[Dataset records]
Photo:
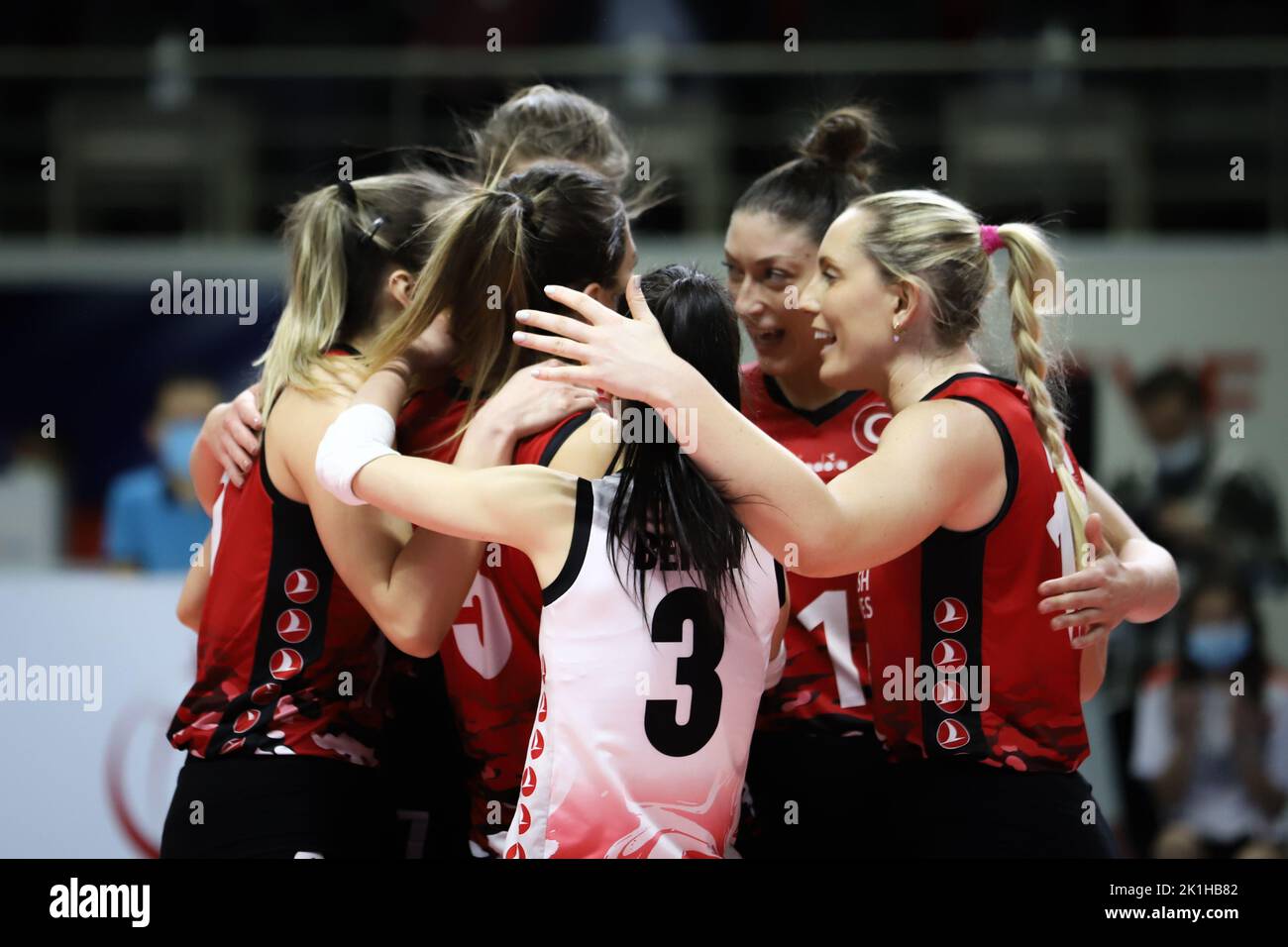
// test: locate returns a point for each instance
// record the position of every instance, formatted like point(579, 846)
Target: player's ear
point(400, 285)
point(601, 294)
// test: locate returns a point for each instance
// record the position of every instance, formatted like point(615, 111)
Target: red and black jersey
point(824, 684)
point(965, 664)
point(489, 661)
point(287, 661)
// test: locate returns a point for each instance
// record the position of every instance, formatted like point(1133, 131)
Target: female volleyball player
point(660, 615)
point(489, 659)
point(969, 505)
point(514, 236)
point(283, 720)
point(814, 738)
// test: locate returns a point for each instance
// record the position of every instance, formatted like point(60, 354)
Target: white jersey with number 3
point(640, 740)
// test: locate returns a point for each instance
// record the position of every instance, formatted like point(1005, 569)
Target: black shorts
point(812, 795)
point(278, 806)
point(967, 809)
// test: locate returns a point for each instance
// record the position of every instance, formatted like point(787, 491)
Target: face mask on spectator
point(175, 444)
point(1215, 646)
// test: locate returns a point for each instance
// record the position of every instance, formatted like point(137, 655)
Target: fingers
point(553, 346)
point(1091, 637)
point(1087, 598)
point(591, 309)
point(636, 303)
point(1095, 534)
point(561, 325)
point(1082, 616)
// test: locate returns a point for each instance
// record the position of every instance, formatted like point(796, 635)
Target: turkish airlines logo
point(949, 696)
point(294, 625)
point(867, 425)
point(948, 656)
point(265, 693)
point(951, 615)
point(951, 735)
point(284, 664)
point(245, 720)
point(301, 586)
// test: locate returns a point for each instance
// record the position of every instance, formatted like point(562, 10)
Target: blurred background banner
point(146, 147)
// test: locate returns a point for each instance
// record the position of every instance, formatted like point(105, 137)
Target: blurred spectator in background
point(1194, 500)
point(1214, 745)
point(31, 502)
point(153, 513)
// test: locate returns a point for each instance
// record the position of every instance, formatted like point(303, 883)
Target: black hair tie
point(348, 193)
point(375, 226)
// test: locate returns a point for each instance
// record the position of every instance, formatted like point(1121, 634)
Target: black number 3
point(697, 671)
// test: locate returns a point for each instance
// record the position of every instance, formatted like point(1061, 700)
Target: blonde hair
point(343, 240)
point(934, 243)
point(497, 247)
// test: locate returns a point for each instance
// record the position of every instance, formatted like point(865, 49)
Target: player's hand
point(527, 405)
point(1096, 598)
point(231, 433)
point(627, 357)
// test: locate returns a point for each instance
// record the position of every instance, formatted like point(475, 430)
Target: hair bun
point(840, 138)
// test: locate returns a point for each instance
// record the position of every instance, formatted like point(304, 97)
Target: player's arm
point(524, 506)
point(227, 445)
point(777, 650)
point(864, 517)
point(589, 450)
point(192, 596)
point(1129, 579)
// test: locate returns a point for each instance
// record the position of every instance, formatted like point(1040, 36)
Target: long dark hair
point(496, 248)
point(662, 495)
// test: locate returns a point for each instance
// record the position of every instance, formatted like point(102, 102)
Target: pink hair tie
point(990, 239)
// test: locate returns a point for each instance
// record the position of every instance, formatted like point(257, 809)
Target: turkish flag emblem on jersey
point(301, 586)
point(951, 615)
point(294, 625)
point(951, 735)
point(284, 664)
point(868, 423)
point(949, 696)
point(948, 656)
point(265, 693)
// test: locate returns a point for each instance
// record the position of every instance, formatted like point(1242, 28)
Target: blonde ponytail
point(342, 240)
point(1031, 261)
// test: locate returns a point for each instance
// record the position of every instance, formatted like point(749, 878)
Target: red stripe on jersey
point(965, 663)
point(824, 682)
point(287, 661)
point(489, 661)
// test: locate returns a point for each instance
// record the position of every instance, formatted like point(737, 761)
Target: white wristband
point(357, 437)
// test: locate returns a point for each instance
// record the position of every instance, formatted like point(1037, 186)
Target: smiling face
point(854, 307)
point(765, 257)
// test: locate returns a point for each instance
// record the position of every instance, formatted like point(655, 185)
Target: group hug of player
point(844, 600)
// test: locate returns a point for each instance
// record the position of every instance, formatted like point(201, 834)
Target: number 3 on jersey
point(694, 607)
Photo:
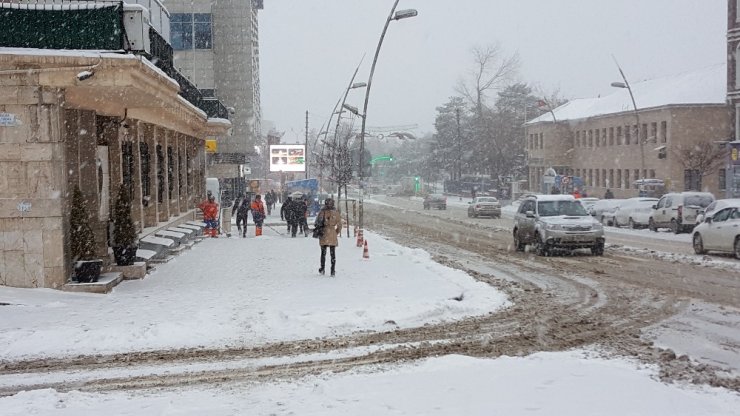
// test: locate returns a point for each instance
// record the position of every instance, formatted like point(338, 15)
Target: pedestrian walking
point(284, 211)
point(241, 211)
point(268, 202)
point(210, 216)
point(328, 226)
point(258, 215)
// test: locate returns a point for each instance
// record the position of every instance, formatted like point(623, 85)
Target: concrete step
point(105, 284)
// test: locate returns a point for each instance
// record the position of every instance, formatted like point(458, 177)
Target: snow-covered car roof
point(554, 198)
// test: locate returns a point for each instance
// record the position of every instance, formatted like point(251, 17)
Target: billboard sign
point(287, 158)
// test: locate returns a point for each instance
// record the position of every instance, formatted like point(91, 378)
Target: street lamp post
point(641, 141)
point(393, 15)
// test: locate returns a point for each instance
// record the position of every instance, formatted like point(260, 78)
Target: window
point(127, 165)
point(160, 174)
point(691, 180)
point(145, 171)
point(190, 30)
point(663, 131)
point(170, 173)
point(181, 31)
point(626, 179)
point(202, 30)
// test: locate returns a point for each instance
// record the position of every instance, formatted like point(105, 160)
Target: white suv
point(678, 210)
point(556, 222)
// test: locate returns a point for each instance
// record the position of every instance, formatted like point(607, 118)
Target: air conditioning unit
point(136, 25)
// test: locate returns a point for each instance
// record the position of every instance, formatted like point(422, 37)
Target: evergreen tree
point(124, 232)
point(82, 239)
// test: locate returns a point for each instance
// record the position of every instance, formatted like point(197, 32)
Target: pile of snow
point(567, 383)
point(245, 292)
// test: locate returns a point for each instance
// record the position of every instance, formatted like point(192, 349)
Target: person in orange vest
point(210, 216)
point(258, 215)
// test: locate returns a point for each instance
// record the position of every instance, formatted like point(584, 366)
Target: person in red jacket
point(258, 215)
point(210, 216)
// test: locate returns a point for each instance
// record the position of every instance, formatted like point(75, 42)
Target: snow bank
point(245, 292)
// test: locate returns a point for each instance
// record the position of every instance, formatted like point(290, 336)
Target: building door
point(101, 160)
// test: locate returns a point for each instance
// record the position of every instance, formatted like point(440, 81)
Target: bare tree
point(699, 160)
point(491, 69)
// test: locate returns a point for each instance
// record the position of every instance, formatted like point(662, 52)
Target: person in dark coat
point(241, 210)
point(302, 214)
point(329, 220)
point(284, 211)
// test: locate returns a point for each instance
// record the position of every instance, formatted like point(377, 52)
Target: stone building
point(94, 119)
point(216, 46)
point(733, 97)
point(596, 139)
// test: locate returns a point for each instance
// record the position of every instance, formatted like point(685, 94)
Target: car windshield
point(699, 200)
point(555, 208)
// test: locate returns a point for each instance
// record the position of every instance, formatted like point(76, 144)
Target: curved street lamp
point(640, 141)
point(394, 15)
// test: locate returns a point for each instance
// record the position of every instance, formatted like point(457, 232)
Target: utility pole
point(459, 145)
point(305, 155)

Exercise brief - Repeat every record above exactly, except the pictures.

Output for this task -
Photo:
// test: locate returns a point for each instance
// record the position of every instance, formatted like point(579, 846)
Target: player's ear
point(400, 285)
point(601, 294)
// test: locate returns a point for each instance
// record the position of every instance, formatted like point(615, 111)
Target: red and black jersey
point(824, 684)
point(965, 664)
point(489, 661)
point(287, 661)
// test: locate returns a point for each instance
// record the position of every instance, formatted like point(1133, 131)
Target: female volleyball player
point(660, 615)
point(489, 659)
point(969, 505)
point(514, 236)
point(283, 720)
point(814, 738)
// test: locate returns a point for each instance
// record the position of every instance, formatted like point(60, 354)
Target: white jersey with number 3
point(640, 740)
// test: locate returns a point for each instance
// record the position of every instance, formatted like point(1005, 569)
Target: black shorts
point(812, 795)
point(278, 806)
point(967, 809)
// test: locate returns a point for each instance
// record the position of every instance, formatted like point(787, 491)
Target: face mask on spectator
point(175, 444)
point(1215, 646)
// test: locate returns a point for each instance
// record the position of every instance, formatted like point(137, 655)
Target: fingers
point(553, 346)
point(1091, 637)
point(1087, 598)
point(591, 309)
point(636, 303)
point(1095, 534)
point(561, 325)
point(1082, 616)
// test: locate returns a point for each instance
// record the position of every instance, formatted like point(796, 635)
Target: turkish airlines logo
point(949, 696)
point(294, 625)
point(867, 425)
point(948, 656)
point(265, 693)
point(951, 615)
point(951, 735)
point(284, 664)
point(245, 720)
point(301, 586)
// test: locate returns a point for each instance
// record the position of every instance, formatted like point(562, 10)
Target: blurred background banner
point(146, 147)
// test: locate returns a point for each instance
// record the position of every instance, formatted like point(105, 137)
Target: blurred spectator in background
point(1194, 500)
point(1214, 745)
point(31, 502)
point(153, 513)
// test: locate returns a point for each instance
// record the position of every instance, formatted like point(303, 883)
Target: black hair tie
point(348, 193)
point(375, 226)
// test: locate returns a point for each instance
// record the position of every instance, formatted like point(1121, 634)
Target: black number 3
point(697, 671)
// test: locate returns a point for each instance
// record the position of every instance, formatted like point(1061, 700)
Target: blonde hair
point(343, 240)
point(934, 243)
point(497, 247)
// test: locate returns a point for each instance
// record the position of every instance, formatted like point(865, 49)
Target: player's hand
point(527, 405)
point(1096, 598)
point(231, 433)
point(627, 357)
// test: locate returns a point for each instance
// record the position of every instance, formatted like point(475, 430)
Target: hair bun
point(840, 138)
// test: locate returns a point for each instance
// record the position of every instance, formatted like point(304, 97)
Target: player's arm
point(524, 506)
point(227, 445)
point(777, 650)
point(864, 517)
point(589, 450)
point(192, 596)
point(1129, 579)
// test: locate returns a point for each instance
// record the position of every instance, formatted like point(1040, 36)
Target: long dark hair
point(496, 248)
point(662, 495)
// test: locate returns a point for each instance
// record the position of every instance, formatted like point(102, 102)
Target: pink hair tie
point(990, 239)
// test: locate returns a point for each instance
// record the position of every instance, formatted like point(257, 809)
Target: turkish flag emblem on jersey
point(301, 586)
point(951, 615)
point(294, 625)
point(951, 735)
point(284, 664)
point(868, 423)
point(949, 696)
point(948, 656)
point(265, 693)
// test: locate returns a point for each instance
// record the position of every instance, formatted like point(1242, 28)
Target: blonde ponytail
point(342, 240)
point(1031, 261)
// test: locate returns a point for each instance
// record the position of every instance, formatted like point(749, 878)
Target: red stripe on jersey
point(965, 663)
point(824, 682)
point(287, 661)
point(489, 661)
// test: locate returns a point for each instance
// record the position of every instance, formatted like point(737, 761)
Target: white wristband
point(357, 437)
// test: locate returns a point for each instance
// record the position of every instance, formatted like point(1037, 186)
Target: smiling face
point(854, 307)
point(765, 257)
// test: locate returns a point for each instance
// record the position of every instance, formatted like point(655, 185)
Target: group hug of player
point(844, 600)
// test: locate returns a point for each instance
// record the position of every instance, formatted like point(201, 834)
Target: number 3 on jersey
point(694, 607)
Photo:
// test: locate returns a point for each instance
// record the position of every instance, formatted like point(338, 15)
Target: pedestrian walking
point(284, 211)
point(241, 211)
point(268, 202)
point(210, 216)
point(328, 226)
point(258, 215)
// test: locate returns a point for each instance
// record the position of every instance, formatted like point(623, 85)
Target: concrete step
point(105, 284)
// test: locate returns a point for each instance
// record the position of every instance, formatted like point(458, 177)
Target: snow-covered car roof
point(554, 198)
// test: locate returns a point for each instance
// record the position of every instance, formatted like point(251, 17)
Target: billboard sign
point(287, 158)
// test: locate returns a point for each instance
// record the position of every instance, formatted like point(91, 378)
Target: street lamp post
point(641, 141)
point(393, 15)
// test: locate returns a point for each instance
// record the position of every instance, formatted like point(260, 78)
Target: window
point(127, 165)
point(160, 174)
point(691, 180)
point(145, 171)
point(190, 30)
point(663, 131)
point(170, 173)
point(181, 31)
point(626, 179)
point(202, 30)
// test: locate returns a point for each instance
// record the position of every instance, formatted like point(105, 160)
Target: white suv
point(678, 210)
point(556, 222)
// test: locate returns a point for each instance
// record the position of every instance, formatted like point(607, 118)
Target: air conditioning unit
point(136, 25)
// test: locate returns a point for each instance
// record the position of every instance, formatted like point(422, 37)
Target: evergreen tree
point(124, 232)
point(82, 239)
// test: locate returns a point for each instance
// record the position of every instance, formatted like point(197, 32)
Target: pile of snow
point(567, 383)
point(245, 292)
// test: locate returns a point for each instance
// record the position of every instance, formatted like point(192, 349)
Target: person in orange vest
point(210, 216)
point(258, 215)
// test: locate returns a point for each instance
// record the position of every instance, formatted like point(584, 366)
Target: person in red jacket
point(258, 215)
point(210, 216)
// test: locate returns a point for each instance
// record the position of every instance, formatted like point(75, 42)
Target: snow bank
point(245, 292)
// test: locate returns a point for each instance
// record the position of every instance, formatted like point(290, 336)
Target: building door
point(101, 160)
// test: locate returns a point for each instance
// record the position of every instance, formatted like point(440, 81)
Target: bare tree
point(699, 160)
point(491, 69)
// test: locate returns a point for each instance
// record the position of every instance, formatted like point(662, 52)
Target: person in dark coat
point(241, 210)
point(302, 214)
point(329, 220)
point(284, 211)
// test: locate returns a point for each instance
// record the position of every instance, formatted like point(377, 52)
Target: stone building
point(94, 119)
point(216, 46)
point(733, 97)
point(596, 139)
// test: locate returns a point for each instance
// record the position of every instance, formatted like point(685, 94)
Target: car windshield
point(699, 200)
point(555, 208)
// test: locate returns a point for each instance
// record the position of every instance, formatted like point(76, 144)
Target: curved street lamp
point(640, 141)
point(394, 15)
// test: locate returns a point for each instance
// record the position of every instance, formatted like point(457, 232)
Target: utility pole
point(459, 145)
point(305, 155)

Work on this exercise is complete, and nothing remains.